PROBLEM DETAILS: Pictures are to be dropped, and only the lines from the one containing "x=739 y=396" through the end of the data below are to be reproduced as written.

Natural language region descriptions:
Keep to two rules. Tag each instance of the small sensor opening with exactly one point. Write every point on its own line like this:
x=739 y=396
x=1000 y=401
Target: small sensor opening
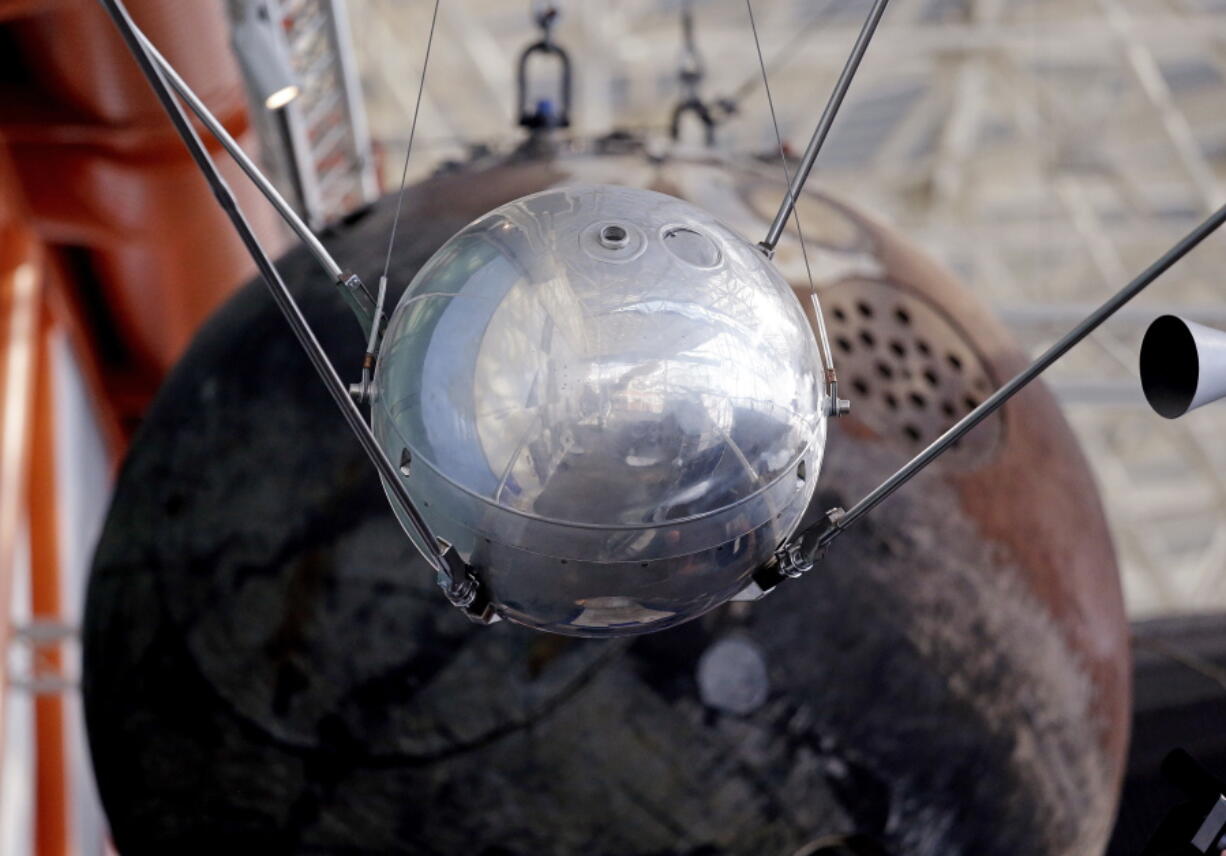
x=614 y=237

OUTPUT BELOW:
x=739 y=396
x=1000 y=401
Target: small sensor opening
x=614 y=237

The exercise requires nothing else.